## WORK TASK
Go to the line with "Target: green leaf" in the records below, then output it and each following line exactly, up to and including the line with "Locate the blue hydrangea". Skip pictures and add nothing.

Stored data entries
================================

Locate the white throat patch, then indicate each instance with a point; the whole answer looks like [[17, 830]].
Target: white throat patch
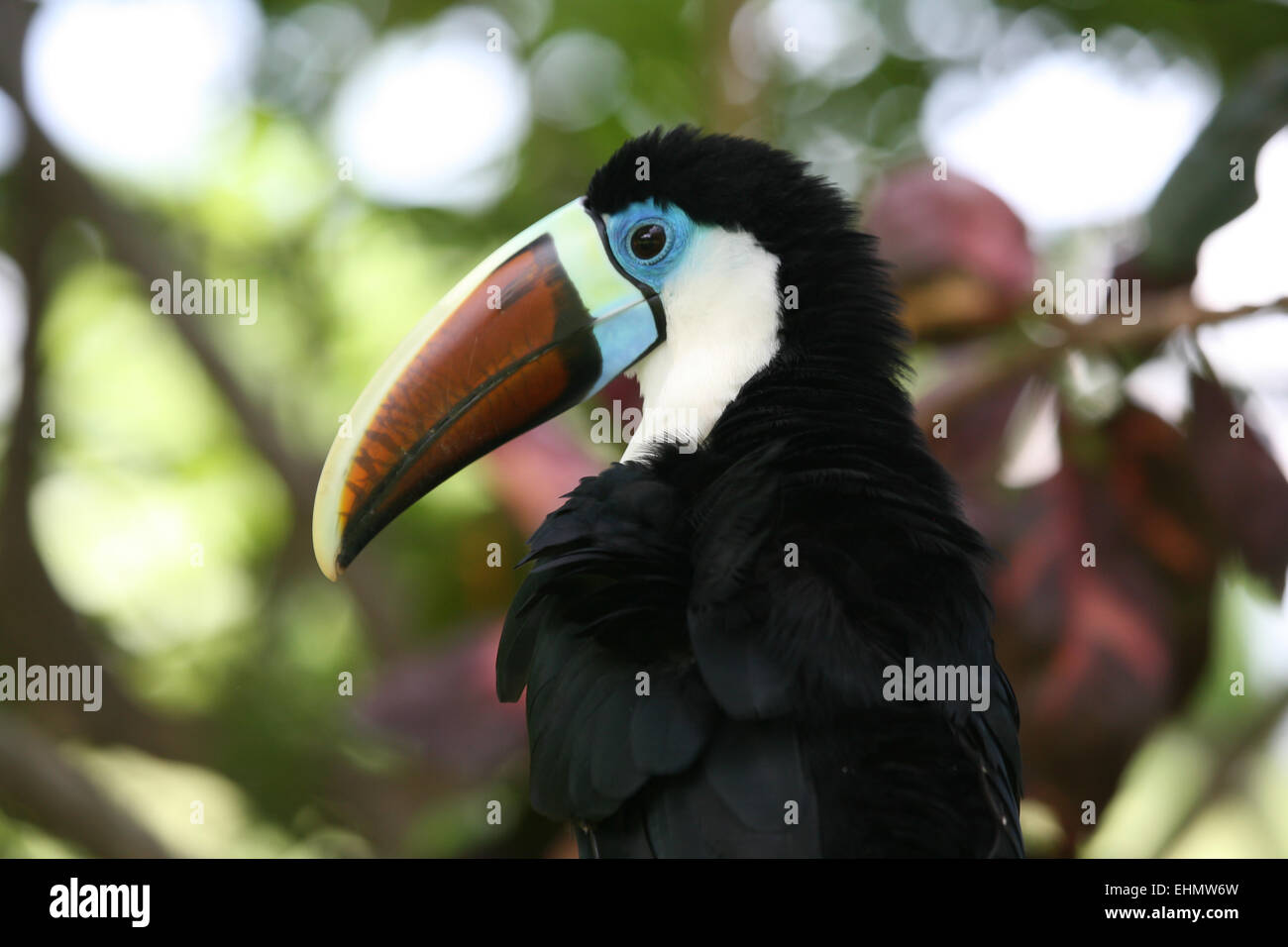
[[721, 328]]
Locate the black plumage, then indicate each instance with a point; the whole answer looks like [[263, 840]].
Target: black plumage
[[765, 678]]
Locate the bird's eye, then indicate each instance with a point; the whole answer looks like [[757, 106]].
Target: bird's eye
[[648, 241]]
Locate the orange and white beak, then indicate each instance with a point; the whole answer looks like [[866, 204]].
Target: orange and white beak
[[539, 326]]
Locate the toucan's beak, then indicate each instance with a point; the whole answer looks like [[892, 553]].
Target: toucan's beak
[[539, 326]]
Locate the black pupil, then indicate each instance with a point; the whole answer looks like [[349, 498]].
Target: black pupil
[[648, 241]]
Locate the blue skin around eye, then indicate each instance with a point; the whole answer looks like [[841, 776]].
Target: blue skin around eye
[[679, 230]]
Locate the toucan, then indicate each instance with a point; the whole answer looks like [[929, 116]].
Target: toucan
[[745, 638]]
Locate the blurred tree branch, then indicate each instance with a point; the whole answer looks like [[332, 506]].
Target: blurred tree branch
[[979, 365], [42, 626], [38, 785]]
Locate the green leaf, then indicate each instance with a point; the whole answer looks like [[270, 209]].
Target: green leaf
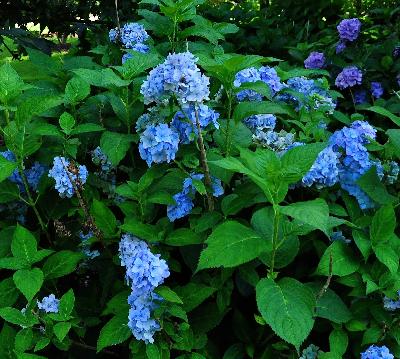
[[115, 145], [11, 84], [61, 329], [114, 332], [168, 294], [382, 111], [104, 218], [28, 281], [61, 264], [76, 90], [8, 293], [6, 168], [230, 245], [152, 351], [373, 187], [344, 262], [288, 307], [247, 109], [314, 213], [23, 245], [67, 122]]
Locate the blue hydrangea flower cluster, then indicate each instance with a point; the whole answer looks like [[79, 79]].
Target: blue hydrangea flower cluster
[[266, 74], [63, 173], [261, 122], [349, 29], [393, 173], [49, 304], [349, 143], [308, 94], [99, 158], [185, 122], [360, 97], [315, 60], [376, 89], [33, 174], [132, 35], [375, 352], [158, 143], [338, 236], [324, 172], [350, 76], [85, 238], [144, 272], [183, 200], [390, 304], [178, 76], [311, 352]]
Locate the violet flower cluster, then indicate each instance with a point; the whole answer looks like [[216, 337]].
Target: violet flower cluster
[[144, 272]]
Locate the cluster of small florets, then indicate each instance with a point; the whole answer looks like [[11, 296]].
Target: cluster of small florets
[[158, 143], [49, 304], [349, 143], [375, 352], [308, 94], [376, 89], [144, 272], [99, 158], [63, 171], [32, 175], [266, 74], [85, 238], [311, 352], [177, 76], [349, 77], [185, 121], [184, 199], [390, 304], [338, 236], [315, 60]]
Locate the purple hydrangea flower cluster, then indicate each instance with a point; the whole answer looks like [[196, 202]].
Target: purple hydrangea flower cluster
[[350, 76], [144, 272], [49, 304], [266, 74], [158, 143], [33, 174], [178, 76], [261, 122], [99, 158], [63, 174], [375, 352], [349, 29], [185, 122], [183, 200], [85, 238], [308, 94], [376, 89], [390, 304], [349, 143], [315, 60]]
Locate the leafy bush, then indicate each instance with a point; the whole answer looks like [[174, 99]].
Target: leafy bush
[[165, 197]]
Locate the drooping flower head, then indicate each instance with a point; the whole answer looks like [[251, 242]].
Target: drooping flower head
[[158, 143], [315, 60], [376, 89], [63, 171], [179, 76], [349, 77], [185, 122], [349, 29], [375, 352], [49, 304]]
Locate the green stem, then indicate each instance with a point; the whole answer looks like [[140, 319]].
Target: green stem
[[275, 236]]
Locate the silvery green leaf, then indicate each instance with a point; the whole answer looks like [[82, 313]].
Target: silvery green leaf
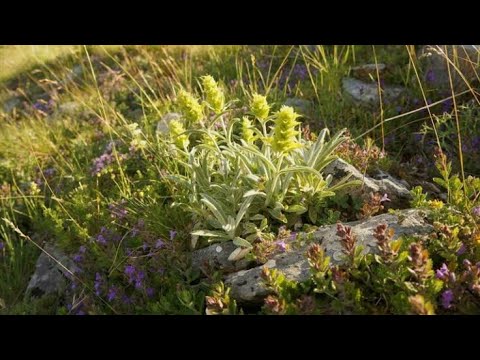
[[254, 192], [277, 214], [243, 209], [257, 217], [242, 242], [210, 233], [299, 209], [215, 207]]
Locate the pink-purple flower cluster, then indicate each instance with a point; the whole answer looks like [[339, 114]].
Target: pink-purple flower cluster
[[107, 158]]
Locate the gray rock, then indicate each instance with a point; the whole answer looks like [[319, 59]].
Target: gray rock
[[397, 192], [367, 93], [216, 257], [50, 277], [162, 125], [301, 106], [11, 104], [247, 285], [363, 71], [69, 108], [433, 59]]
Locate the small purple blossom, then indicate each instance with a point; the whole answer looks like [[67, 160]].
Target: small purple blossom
[[98, 283], [417, 137], [78, 258], [49, 172], [159, 244], [112, 293], [129, 270], [443, 272], [430, 76], [281, 245], [117, 211], [447, 298], [126, 300], [385, 198], [462, 250], [476, 211], [101, 239], [150, 292]]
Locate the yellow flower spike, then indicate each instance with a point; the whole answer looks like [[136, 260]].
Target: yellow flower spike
[[284, 137], [214, 95], [247, 133], [190, 106], [177, 132], [259, 107]]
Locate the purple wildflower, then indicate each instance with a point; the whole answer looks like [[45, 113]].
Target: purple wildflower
[[150, 292], [78, 258], [129, 270], [281, 245], [430, 76], [49, 172], [447, 298], [443, 272], [462, 249], [101, 239], [476, 211], [159, 244], [117, 211], [447, 105], [112, 293], [98, 283], [385, 198]]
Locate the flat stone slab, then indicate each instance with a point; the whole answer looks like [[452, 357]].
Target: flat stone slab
[[247, 285], [49, 277], [367, 93]]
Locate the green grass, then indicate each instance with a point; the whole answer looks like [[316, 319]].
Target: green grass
[[115, 86]]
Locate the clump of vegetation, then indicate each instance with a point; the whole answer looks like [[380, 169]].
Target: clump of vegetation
[[130, 158]]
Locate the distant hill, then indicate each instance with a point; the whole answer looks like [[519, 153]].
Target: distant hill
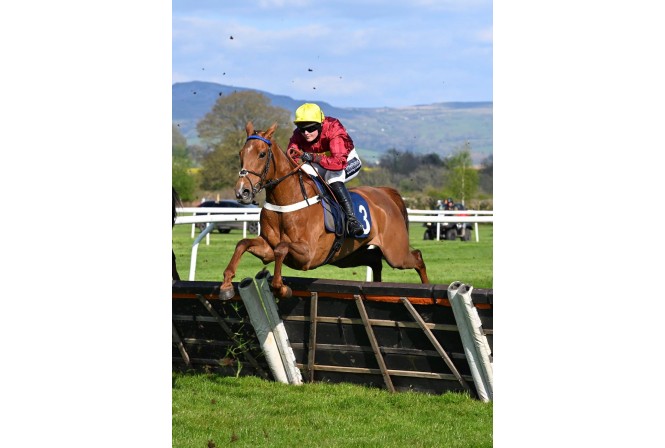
[[439, 127]]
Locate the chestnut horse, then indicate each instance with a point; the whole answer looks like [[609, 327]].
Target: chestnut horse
[[296, 236]]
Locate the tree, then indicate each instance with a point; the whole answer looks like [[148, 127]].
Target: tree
[[178, 141], [462, 177], [222, 130], [487, 174], [183, 182]]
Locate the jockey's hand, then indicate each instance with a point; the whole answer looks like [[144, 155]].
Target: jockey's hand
[[309, 157]]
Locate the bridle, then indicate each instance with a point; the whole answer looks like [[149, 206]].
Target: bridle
[[262, 183]]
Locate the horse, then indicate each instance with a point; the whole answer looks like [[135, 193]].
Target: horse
[[293, 232], [176, 203]]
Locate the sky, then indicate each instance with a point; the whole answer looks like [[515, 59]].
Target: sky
[[348, 53], [86, 104]]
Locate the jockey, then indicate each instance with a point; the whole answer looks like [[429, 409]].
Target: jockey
[[325, 144]]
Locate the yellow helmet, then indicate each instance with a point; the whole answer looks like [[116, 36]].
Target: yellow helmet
[[309, 112]]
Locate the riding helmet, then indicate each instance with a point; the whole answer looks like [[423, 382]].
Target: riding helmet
[[309, 112]]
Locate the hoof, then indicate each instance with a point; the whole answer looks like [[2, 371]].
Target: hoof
[[226, 294]]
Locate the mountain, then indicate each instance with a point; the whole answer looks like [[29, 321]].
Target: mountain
[[439, 128]]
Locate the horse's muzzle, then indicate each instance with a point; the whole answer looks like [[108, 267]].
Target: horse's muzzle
[[245, 195]]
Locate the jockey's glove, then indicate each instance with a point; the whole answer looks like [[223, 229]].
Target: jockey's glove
[[309, 157]]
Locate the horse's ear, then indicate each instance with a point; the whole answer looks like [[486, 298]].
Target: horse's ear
[[271, 130]]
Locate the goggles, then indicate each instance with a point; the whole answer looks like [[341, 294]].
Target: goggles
[[309, 128]]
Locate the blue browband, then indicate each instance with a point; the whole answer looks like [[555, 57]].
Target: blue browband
[[260, 138]]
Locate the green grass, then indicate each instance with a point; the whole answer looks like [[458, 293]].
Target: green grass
[[209, 410], [470, 262], [214, 411]]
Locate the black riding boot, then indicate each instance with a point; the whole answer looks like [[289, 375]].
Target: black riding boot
[[353, 227]]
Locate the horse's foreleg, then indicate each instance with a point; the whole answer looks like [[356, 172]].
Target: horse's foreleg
[[257, 247], [301, 253], [277, 285]]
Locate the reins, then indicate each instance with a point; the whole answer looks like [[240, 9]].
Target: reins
[[262, 183]]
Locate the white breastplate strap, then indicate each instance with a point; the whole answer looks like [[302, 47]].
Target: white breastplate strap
[[293, 207]]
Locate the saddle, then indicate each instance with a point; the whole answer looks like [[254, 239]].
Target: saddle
[[334, 218]]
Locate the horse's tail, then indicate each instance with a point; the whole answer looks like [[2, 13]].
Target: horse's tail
[[176, 203], [397, 198]]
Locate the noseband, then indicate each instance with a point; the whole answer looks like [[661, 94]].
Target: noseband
[[262, 177]]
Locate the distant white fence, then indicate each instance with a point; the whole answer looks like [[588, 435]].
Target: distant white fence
[[232, 214]]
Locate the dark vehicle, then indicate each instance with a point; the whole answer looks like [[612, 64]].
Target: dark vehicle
[[225, 227], [450, 230]]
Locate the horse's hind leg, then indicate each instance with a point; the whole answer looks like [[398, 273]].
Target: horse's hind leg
[[420, 265], [409, 260]]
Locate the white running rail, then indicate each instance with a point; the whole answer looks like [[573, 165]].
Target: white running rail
[[226, 214]]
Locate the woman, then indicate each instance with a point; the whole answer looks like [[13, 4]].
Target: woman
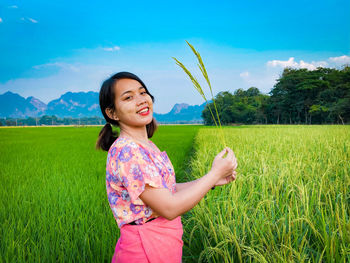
[[146, 201]]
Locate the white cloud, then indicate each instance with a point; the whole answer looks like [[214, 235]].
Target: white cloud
[[32, 20], [28, 19], [111, 49], [294, 64], [88, 78], [340, 60], [62, 65], [244, 74]]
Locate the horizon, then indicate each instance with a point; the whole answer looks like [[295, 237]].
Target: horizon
[[70, 46]]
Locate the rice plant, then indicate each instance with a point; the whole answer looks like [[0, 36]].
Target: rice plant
[[200, 90], [289, 203]]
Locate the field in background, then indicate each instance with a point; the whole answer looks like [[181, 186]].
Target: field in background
[[290, 202], [53, 201]]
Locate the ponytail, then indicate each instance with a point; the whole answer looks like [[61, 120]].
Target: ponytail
[[106, 137]]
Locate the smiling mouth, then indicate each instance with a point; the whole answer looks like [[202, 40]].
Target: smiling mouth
[[144, 111]]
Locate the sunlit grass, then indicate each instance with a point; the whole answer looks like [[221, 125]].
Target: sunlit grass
[[53, 201], [290, 202]]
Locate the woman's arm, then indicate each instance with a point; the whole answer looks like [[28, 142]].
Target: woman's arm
[[222, 181], [181, 186], [169, 205]]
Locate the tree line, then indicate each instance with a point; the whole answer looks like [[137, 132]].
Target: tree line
[[300, 96]]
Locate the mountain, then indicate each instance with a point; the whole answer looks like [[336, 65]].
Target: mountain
[[77, 104], [83, 104], [15, 106], [182, 113]]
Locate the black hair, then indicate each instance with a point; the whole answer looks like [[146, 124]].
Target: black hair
[[107, 97]]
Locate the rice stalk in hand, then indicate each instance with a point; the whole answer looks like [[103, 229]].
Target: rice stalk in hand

================================

## ANSWER FOR THE TASK
Target: green leaf
[[115, 145], [11, 84], [61, 329], [114, 332], [168, 294], [382, 111], [104, 218], [28, 281], [61, 264], [76, 90], [8, 293], [6, 168], [230, 245], [152, 351], [373, 187], [344, 262], [288, 307], [247, 109], [314, 213], [23, 245], [67, 122]]
Locate the blue hydrangea flower cluster, then indicate each instance with a point; the whole answer looks like [[79, 79]].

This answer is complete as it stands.